Only the lines from the one with "Can you spot the evergreen" to the end of the data below should be given again, exactly as written.

*** Opening Dataset excerpts ***

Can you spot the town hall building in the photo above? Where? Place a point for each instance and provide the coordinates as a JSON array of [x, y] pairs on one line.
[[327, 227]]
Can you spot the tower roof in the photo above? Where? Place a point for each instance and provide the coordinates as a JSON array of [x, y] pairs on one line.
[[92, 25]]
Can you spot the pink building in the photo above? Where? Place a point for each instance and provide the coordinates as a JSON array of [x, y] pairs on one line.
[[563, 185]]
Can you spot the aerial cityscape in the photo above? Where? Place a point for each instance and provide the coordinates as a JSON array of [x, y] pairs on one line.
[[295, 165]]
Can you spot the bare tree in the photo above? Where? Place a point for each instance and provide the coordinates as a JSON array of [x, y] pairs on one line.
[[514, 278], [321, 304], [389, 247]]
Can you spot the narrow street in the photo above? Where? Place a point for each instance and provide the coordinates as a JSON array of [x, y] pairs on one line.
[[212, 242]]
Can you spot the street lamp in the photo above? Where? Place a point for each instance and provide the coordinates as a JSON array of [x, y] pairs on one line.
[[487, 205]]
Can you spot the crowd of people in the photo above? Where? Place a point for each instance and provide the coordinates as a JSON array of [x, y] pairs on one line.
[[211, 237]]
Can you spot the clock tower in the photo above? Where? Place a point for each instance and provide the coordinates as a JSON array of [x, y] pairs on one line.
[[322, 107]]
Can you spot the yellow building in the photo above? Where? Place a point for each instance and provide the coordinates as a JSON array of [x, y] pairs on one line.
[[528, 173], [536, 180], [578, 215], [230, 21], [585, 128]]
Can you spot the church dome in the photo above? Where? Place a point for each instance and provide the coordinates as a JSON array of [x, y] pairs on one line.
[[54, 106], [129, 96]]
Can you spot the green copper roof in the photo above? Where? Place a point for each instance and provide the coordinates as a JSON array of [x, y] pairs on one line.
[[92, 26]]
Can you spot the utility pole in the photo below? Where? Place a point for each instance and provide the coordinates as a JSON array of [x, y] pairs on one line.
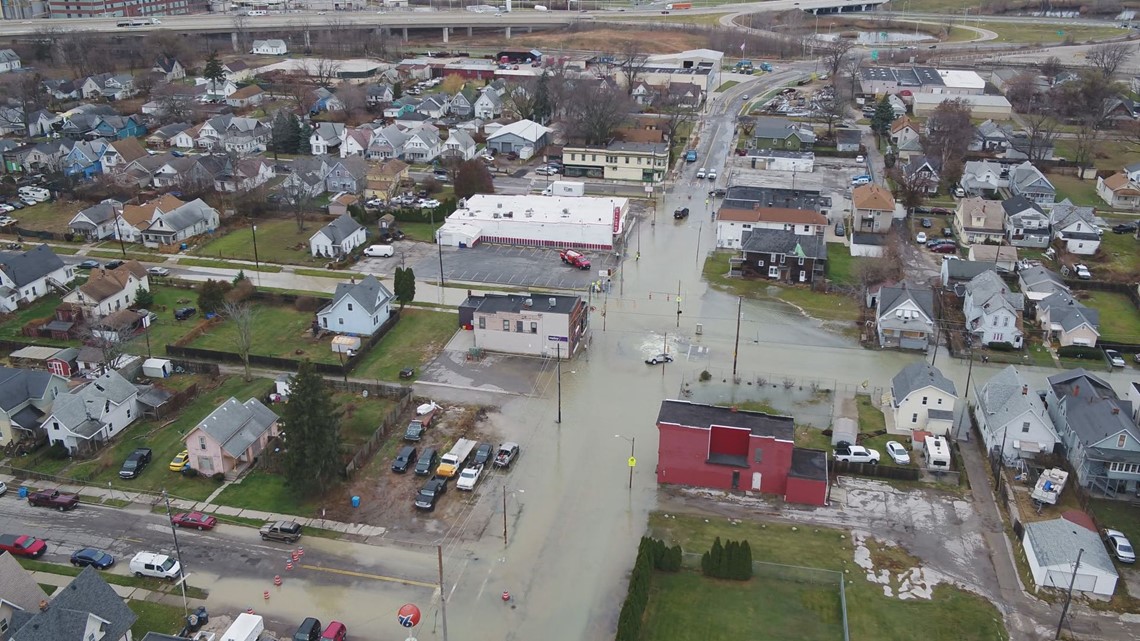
[[1068, 598], [735, 346], [178, 552], [442, 597]]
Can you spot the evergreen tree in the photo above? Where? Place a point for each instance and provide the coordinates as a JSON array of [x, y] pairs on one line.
[[213, 71], [312, 422], [884, 115]]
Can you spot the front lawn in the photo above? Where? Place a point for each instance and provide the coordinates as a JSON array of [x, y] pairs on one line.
[[281, 331], [1120, 322], [416, 339], [698, 608], [825, 307], [278, 241], [165, 440]]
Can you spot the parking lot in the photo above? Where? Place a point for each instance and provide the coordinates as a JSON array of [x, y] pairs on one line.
[[518, 267]]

*** Closing Dataset excerpts ***

Final answer -
Can you spot the evergreen tree in the photo above? Where? Place a point for each instance and provide the coordinates as a JSON array of [x, y] pairs on one line.
[[213, 71], [312, 422], [884, 115]]
Can you spot the front lawn in the photo above? Where? Place a point for each instance and provide the coordinates as a JSON array of [x, y] pairs on one line.
[[281, 331], [1120, 322], [416, 339], [698, 608], [825, 307], [278, 241], [165, 440]]
Can you spot the parking lot in the photo above? Where? Place a point for each instance and provide the coordinates as a JSON array of [x, y] pairs on one line.
[[518, 267]]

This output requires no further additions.